Data records -
================================
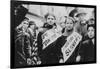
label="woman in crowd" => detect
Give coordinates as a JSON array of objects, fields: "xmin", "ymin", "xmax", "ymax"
[
  {"xmin": 55, "ymin": 17, "xmax": 82, "ymax": 63},
  {"xmin": 15, "ymin": 18, "xmax": 30, "ymax": 67},
  {"xmin": 76, "ymin": 24, "xmax": 95, "ymax": 62},
  {"xmin": 37, "ymin": 13, "xmax": 60, "ymax": 65}
]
================================
What you will do - Would it be possible to copy the material exactly, excluding the images?

Result for this task -
label="woman in crowd" => detect
Give coordinates as a JSON array of objects, fields: "xmin", "ymin", "xmax", "ymax"
[
  {"xmin": 55, "ymin": 17, "xmax": 82, "ymax": 63},
  {"xmin": 15, "ymin": 18, "xmax": 30, "ymax": 67},
  {"xmin": 76, "ymin": 24, "xmax": 95, "ymax": 62},
  {"xmin": 37, "ymin": 13, "xmax": 60, "ymax": 65}
]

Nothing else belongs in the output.